WORK INSTRUCTIONS: Please reproduce all of the lines below with "screenshot" renamed to "image" and nothing else changed. Leave the pictures out of your answer.

AVAILABLE DATA:

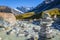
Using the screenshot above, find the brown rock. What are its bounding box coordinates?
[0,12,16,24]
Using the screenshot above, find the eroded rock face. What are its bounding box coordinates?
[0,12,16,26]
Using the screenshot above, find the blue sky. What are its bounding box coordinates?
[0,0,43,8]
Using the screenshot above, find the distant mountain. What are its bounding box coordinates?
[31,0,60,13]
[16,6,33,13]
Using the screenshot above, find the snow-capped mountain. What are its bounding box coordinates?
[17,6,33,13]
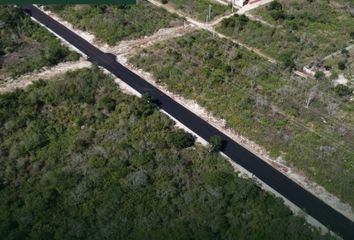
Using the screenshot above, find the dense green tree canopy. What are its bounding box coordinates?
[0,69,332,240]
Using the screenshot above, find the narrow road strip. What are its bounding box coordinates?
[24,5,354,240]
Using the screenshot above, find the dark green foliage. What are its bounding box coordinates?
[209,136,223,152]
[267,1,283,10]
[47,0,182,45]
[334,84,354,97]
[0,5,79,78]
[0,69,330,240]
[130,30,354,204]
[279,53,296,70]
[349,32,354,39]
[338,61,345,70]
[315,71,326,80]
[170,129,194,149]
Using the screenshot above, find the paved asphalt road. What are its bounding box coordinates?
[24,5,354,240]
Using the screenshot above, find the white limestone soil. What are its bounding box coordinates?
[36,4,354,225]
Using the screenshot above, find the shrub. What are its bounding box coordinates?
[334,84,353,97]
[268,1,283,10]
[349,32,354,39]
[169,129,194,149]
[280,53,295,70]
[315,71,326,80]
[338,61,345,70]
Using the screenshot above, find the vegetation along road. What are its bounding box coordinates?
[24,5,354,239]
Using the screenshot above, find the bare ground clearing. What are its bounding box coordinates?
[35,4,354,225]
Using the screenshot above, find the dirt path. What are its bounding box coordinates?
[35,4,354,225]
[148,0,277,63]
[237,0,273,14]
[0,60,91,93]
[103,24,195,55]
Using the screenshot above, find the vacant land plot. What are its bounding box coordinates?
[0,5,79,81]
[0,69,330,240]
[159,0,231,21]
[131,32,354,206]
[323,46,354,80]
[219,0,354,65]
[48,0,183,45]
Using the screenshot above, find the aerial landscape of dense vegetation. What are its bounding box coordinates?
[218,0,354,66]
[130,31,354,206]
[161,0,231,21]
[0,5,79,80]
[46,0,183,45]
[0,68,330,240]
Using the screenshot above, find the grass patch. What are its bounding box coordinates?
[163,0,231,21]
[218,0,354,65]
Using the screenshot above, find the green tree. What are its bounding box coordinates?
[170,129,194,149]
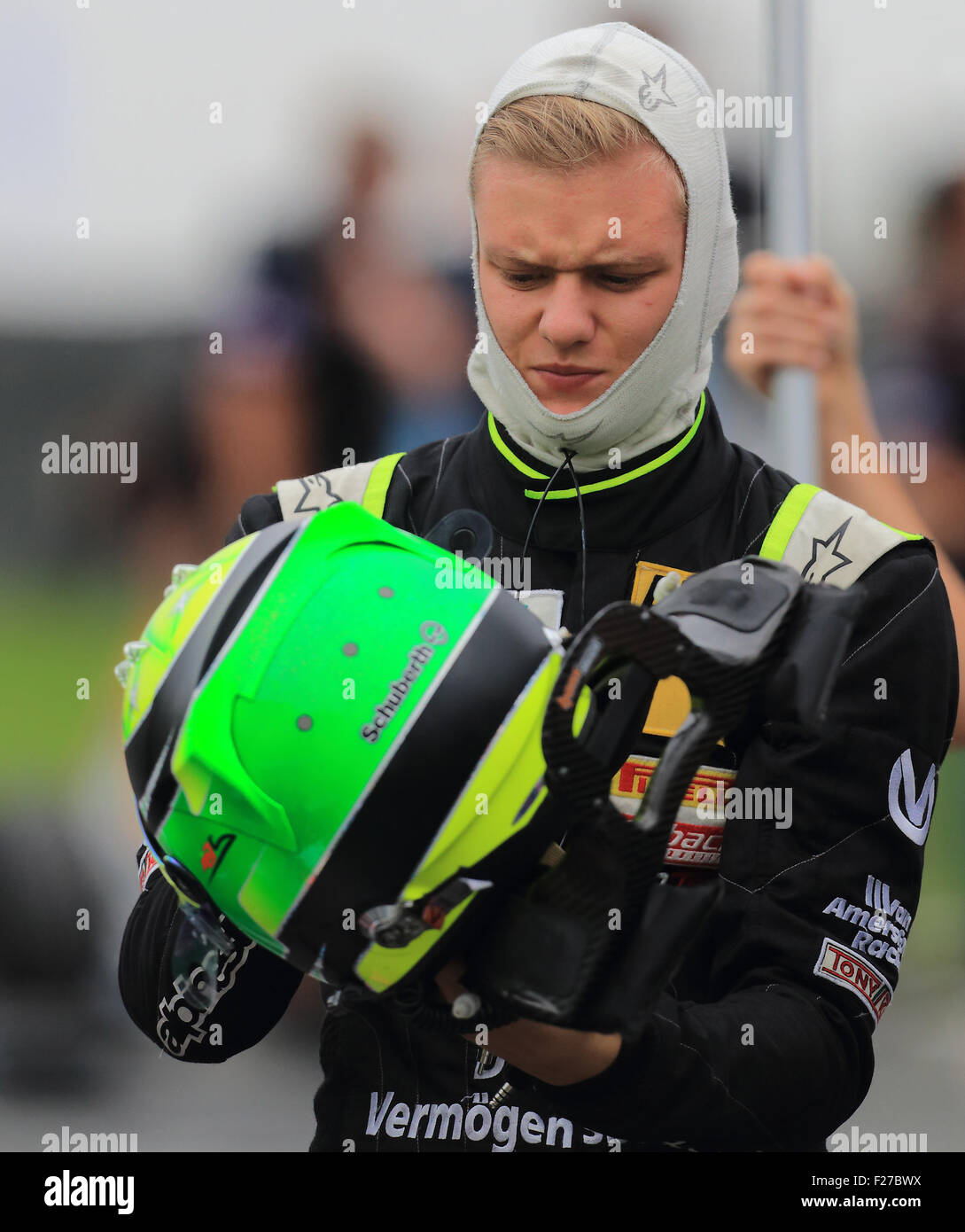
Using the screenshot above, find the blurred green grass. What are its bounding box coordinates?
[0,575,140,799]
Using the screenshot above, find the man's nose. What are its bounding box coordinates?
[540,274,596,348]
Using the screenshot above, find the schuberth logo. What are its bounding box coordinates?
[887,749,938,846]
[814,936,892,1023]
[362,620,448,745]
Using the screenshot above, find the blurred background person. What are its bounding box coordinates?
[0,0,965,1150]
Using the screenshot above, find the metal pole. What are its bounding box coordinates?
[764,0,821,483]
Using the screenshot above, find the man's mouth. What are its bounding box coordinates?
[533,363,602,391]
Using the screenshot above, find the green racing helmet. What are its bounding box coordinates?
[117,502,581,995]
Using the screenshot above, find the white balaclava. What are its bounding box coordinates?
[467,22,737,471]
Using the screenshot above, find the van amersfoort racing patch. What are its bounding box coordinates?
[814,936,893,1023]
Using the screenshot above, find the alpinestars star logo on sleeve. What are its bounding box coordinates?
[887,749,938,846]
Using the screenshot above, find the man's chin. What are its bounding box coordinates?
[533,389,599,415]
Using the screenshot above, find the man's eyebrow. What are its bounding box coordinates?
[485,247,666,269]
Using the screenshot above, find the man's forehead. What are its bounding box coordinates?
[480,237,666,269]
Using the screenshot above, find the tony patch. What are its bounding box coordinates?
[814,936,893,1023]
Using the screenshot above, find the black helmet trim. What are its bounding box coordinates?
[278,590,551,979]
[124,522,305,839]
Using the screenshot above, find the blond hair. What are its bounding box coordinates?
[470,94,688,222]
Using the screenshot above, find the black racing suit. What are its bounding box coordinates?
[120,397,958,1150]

SOLUTION BELOW:
Using the image above, find the brown rock. What are its bounding box coordinates?
[0,12,16,24]
Using the image above, find the eroded rock face. What are its bounding box coordinates?
[0,12,16,26]
Using the image above, find the blue sky. What are its bounding box coordinates?
[0,0,43,8]
Using the image above, find the distant mountain. What are its bounding box coordinates?
[31,0,60,13]
[16,6,33,13]
Using the image above, find the snow-capped mountain. What are its bounding box coordinates?
[17,6,33,13]
Using the image above, find the dense green tree canopy. What are its bounding box coordinates?
[0,69,332,240]
Using the image above, find the narrow road strip. What are its bounding box coordinates?
[24,5,354,240]
Using the image above, find the dark green foliage. What are its bounding box coordinates?
[209,136,223,152]
[267,1,283,10]
[47,0,182,45]
[334,84,354,97]
[0,5,79,78]
[0,69,330,240]
[130,30,354,204]
[279,53,296,70]
[349,32,354,39]
[338,61,345,70]
[315,71,326,80]
[170,129,194,149]
Using the image above, find the paved asphalt road. What are its bounding box coordinates?
[24,5,354,240]
Using the image above, find the white limestone soil. What are its bounding box coordinates?
[36,4,354,225]
Using the image above, find the shrub. What are its bounding box coordinates?
[334,84,353,97]
[268,1,283,10]
[349,32,354,39]
[169,129,194,149]
[280,53,295,70]
[315,71,326,80]
[338,61,345,70]
Using the image above, find the vegetation along road. What are its bounding box coordinates?
[24,5,354,239]
Using the image above, find the bare ground clearing. What are its bounding box coordinates?
[35,4,354,225]
Using the image above, find the dirt path. What are its bounding box coordinates?
[35,4,354,225]
[148,0,277,63]
[237,0,273,14]
[0,60,91,93]
[103,24,195,55]
Using the image above, find the vacant land plot. What are its bounding box coordinates?
[0,5,79,81]
[0,69,330,240]
[159,0,231,21]
[131,32,354,206]
[323,46,354,80]
[219,0,354,65]
[48,0,183,45]
Using the image above, find the aerial landscape of dense vegetation. What are its bounding box coordinates?
[218,0,354,66]
[130,31,354,206]
[161,0,231,21]
[0,5,79,80]
[46,0,183,45]
[0,68,330,240]
Using the image above, find the grass patch. What are its bounding box coordinates?
[163,0,231,21]
[218,0,354,65]
Using the image above, find the green tree. What are its bounding box coordinates?
[170,129,194,149]
Using the image above, find the blurred green grass. What are its bounding box coordinates?
[0,575,140,799]
Using the image above, find the man's nose. What are its bounding box coordinates?
[540,274,596,348]
Using the image above, find the schuberth logo. What are its bounding box coordinates?
[887,749,938,846]
[814,936,892,1023]
[362,620,448,745]
Using the image above, find the blurred background person. What are its bounding box coordinates?
[0,0,965,1150]
Using the image above, find the metal pole. What are its bounding box coordinates?
[764,0,821,483]
Using the image above, find the man's mouth. What are its bounding box coordinates?
[533,363,602,391]
Using the image above, find the green racing helmet. What are its bounding box coordinates?
[117,502,581,995]
Using the image above, find the white balaclava. What are its bounding box coordinates?
[467,22,737,471]
Using the image above, find the van amersfoort racing patch. What are its bounding box coordinates?
[814,936,893,1023]
Using the image above, find the alpinestars star logo on sleeve. What are its bounding box coordinates?
[887,749,938,846]
Using the image above, find the man's chin. What are its bounding box coordinates?
[533,389,599,415]
Using the image above, find the man's eyebrow. What are its bounding box coordinates?
[485,247,666,269]
Using the image above, find the man's forehead. What are its bounding box coordinates?
[480,237,666,269]
Using the image above, find the tony patch. What are its bounding box coordinates?
[814,936,893,1023]
Using the image above, find the black helmet trim. What are its bounding box coordinates?
[278,590,551,979]
[124,522,305,839]
Using the image above, find the blond hair. What are its bounding box coordinates?
[470,94,688,222]
Using the image above, find the black racing suit. What are its bounding box coordinates?
[120,397,958,1150]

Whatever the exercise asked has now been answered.